■ Data shown ■
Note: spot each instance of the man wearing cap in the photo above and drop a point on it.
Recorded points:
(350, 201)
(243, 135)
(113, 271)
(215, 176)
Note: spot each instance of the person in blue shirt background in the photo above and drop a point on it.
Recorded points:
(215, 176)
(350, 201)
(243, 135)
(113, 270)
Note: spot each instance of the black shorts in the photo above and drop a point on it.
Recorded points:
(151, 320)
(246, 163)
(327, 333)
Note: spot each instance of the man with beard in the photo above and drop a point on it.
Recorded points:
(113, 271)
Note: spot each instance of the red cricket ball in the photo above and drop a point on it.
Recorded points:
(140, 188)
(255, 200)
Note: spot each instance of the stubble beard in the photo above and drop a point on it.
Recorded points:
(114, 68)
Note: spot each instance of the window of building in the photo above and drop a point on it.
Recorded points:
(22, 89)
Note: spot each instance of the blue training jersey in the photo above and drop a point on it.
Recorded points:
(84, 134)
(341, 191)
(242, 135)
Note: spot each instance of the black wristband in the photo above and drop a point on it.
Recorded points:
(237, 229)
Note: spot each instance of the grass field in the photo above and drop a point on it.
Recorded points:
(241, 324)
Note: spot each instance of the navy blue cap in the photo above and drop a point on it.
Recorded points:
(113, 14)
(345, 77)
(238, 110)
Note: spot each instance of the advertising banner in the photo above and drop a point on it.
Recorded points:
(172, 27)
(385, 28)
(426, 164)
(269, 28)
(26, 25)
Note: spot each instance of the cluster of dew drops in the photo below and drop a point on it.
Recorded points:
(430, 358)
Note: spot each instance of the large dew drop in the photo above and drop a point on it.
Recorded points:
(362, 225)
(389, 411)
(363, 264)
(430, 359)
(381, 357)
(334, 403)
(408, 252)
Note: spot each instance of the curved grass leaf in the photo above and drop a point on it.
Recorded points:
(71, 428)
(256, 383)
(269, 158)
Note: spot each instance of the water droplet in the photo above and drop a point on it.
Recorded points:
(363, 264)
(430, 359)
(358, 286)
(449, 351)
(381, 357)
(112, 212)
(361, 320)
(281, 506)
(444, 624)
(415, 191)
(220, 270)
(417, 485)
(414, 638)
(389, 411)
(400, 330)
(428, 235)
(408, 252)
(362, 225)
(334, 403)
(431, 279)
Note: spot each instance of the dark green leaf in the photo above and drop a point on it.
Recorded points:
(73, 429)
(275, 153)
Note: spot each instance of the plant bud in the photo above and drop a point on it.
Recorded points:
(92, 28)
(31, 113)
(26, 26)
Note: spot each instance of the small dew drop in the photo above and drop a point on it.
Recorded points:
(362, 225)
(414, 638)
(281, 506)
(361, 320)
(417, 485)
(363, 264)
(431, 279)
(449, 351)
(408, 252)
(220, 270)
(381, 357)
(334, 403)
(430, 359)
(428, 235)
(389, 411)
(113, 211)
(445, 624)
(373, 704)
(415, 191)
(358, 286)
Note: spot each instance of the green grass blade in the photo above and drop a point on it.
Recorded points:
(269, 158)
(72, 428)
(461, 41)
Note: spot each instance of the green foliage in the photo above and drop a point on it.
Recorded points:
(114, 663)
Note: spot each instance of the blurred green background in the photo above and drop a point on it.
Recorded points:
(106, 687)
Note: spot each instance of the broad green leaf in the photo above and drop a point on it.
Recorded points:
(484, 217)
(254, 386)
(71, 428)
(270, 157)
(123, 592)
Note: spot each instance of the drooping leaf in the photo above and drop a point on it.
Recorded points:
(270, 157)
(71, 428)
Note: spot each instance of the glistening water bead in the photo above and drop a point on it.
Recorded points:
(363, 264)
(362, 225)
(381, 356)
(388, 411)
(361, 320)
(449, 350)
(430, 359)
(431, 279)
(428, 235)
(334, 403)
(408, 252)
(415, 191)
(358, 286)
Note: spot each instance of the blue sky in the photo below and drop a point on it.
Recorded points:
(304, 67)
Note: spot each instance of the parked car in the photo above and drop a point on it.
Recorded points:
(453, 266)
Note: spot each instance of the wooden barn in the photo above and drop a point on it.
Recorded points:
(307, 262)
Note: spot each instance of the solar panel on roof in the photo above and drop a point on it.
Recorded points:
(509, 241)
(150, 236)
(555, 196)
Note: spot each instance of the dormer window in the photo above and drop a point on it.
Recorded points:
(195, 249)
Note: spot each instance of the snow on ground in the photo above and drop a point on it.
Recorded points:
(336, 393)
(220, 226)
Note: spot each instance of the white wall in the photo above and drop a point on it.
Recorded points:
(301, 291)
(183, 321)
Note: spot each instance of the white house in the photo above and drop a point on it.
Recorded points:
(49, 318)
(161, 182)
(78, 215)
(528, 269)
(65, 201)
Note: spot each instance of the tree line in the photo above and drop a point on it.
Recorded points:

■ Task prompt ■
Set down each entry again, exactly as written.

■ Task solution ■
Note: spot each instance of the man wearing cap in the photo above and drop a point on it.
Recorded points:
(350, 201)
(243, 135)
(113, 271)
(215, 176)
Note: spot each instance of the person in blue shirt background in the photo above and drop a point on it.
Recorded points:
(215, 176)
(350, 201)
(243, 135)
(113, 270)
Note: spot each instance of the black shorts in the photo above and drop a point on it.
Recorded points:
(151, 320)
(246, 163)
(327, 333)
Note: spot each instance of the man with beard in the photo above and drop a point on it.
Recorded points:
(113, 271)
Note: spot each instance of the red cricket ball in the photo above and drop a point on it.
Recorded points:
(140, 188)
(255, 200)
Note: spot each instance of the stubble beard in the photo above and drop a point on it.
Recorded points:
(114, 68)
Note: spot each instance of the window of building in the photo above and drop a point on it.
Recorded points:
(22, 89)
Note: spot each instance of the blue training jersey in the photo above and drop a point on it.
Recorded points:
(84, 134)
(341, 191)
(242, 135)
Note: spot each instance of the black wristband in the photo above and drop a point on it.
Recorded points:
(237, 229)
Note: spot each instance of the grass field in the photo above and drop a point on it.
Recorded points:
(241, 324)
Note: spot each instance of the navy blue cap in the photo above and drop a point on it.
Recorded points:
(113, 14)
(345, 77)
(238, 110)
Note: spot each instance of the advertising banner in the photo above and drop a point on it.
Recorded points:
(172, 27)
(385, 28)
(426, 164)
(269, 28)
(26, 25)
Note: spot each instance of the cluster of dew drops in the photo below and drop a point on it.
Recorded points:
(430, 358)
Note: spot each instance of the large dew drop in the photo above and drop a point on it.
Recorded points:
(362, 225)
(389, 411)
(363, 264)
(430, 359)
(381, 357)
(334, 403)
(408, 252)
Note: spot each instance of the curved grass leaf in the photo above and drop a point on it.
Recorded points:
(71, 428)
(256, 383)
(269, 158)
Note: spot each instance of the water droplet in the photo above and drop a point on it.
Recorded points:
(363, 264)
(430, 359)
(358, 286)
(449, 351)
(381, 357)
(112, 212)
(361, 320)
(281, 506)
(444, 624)
(415, 191)
(220, 270)
(417, 485)
(414, 638)
(389, 411)
(400, 330)
(428, 235)
(408, 252)
(362, 225)
(334, 403)
(431, 279)
Note: spot each instance of the dark green leaf in the photo above and drop a point on it.
Recorded points:
(73, 429)
(275, 153)
Note: spot each instance of the plant bud in the photo above and drop a point on it.
Recorded points:
(92, 28)
(31, 113)
(26, 26)
Note: spot each instance of the small dew drop in the photo above and drop a point on it.
Recorded points:
(362, 225)
(414, 638)
(281, 506)
(361, 320)
(417, 485)
(363, 264)
(431, 279)
(449, 351)
(408, 252)
(220, 270)
(381, 357)
(334, 403)
(430, 359)
(428, 235)
(389, 411)
(113, 211)
(445, 624)
(373, 704)
(415, 191)
(358, 286)
Note: spot each instance of the green grass blade in the photo above and drop a point on it.
Recorded points:
(269, 158)
(72, 428)
(461, 41)
Note: spot each instance of the green foliage in the photo above and drop a point on it.
Recorded points:
(114, 663)
Note: spot each instance of the blurred green background in the photo above and drop a point on it.
Recorded points:
(106, 687)
Note: spot each instance of the broad green leaf in the photo above and drop a point on it.
Recorded points:
(484, 217)
(254, 386)
(71, 428)
(270, 157)
(123, 592)
Note: spot each instance of the drooping leaf in the photo above and drop a point on it.
Recorded points:
(270, 157)
(71, 428)
Note: spot each instance of the glistening water bead in the photo above and drop a point on it.
Recorded points:
(363, 264)
(362, 225)
(381, 356)
(388, 411)
(361, 320)
(449, 350)
(430, 359)
(431, 279)
(428, 235)
(334, 403)
(408, 252)
(415, 191)
(358, 286)
Note: spot each instance of the blue sky in the photo below and drop a point on it.
Recorded points:
(304, 67)
Note: spot each instance of the parked car in the photo above and drop a point on it.
Recorded points:
(453, 266)
Note: spot each instance of the wooden barn in the photo above and drop a point on it.
Recorded points:
(307, 262)
Note: spot each instance of the solar panel on roof in the photo above and drop a point on it.
Recorded points:
(509, 241)
(150, 236)
(555, 196)
Note: spot each instance of the dormer window in the photo above and drop a point on it.
Recorded points:
(195, 249)
Note: spot each instance of the snow on ground in the photo above and drop a point on it.
Recorded points:
(336, 393)
(220, 226)
Note: spot each instance of the white wall in the photo above and drop a point on it.
Recorded points:
(301, 291)
(183, 321)
Note: spot each instance of the white house in the photo above and drop a point on it.
Recorded points:
(49, 318)
(161, 182)
(78, 215)
(528, 269)
(65, 201)
Note: spot each instance of the tree line in the photo above and drop a point on it.
Recorded points:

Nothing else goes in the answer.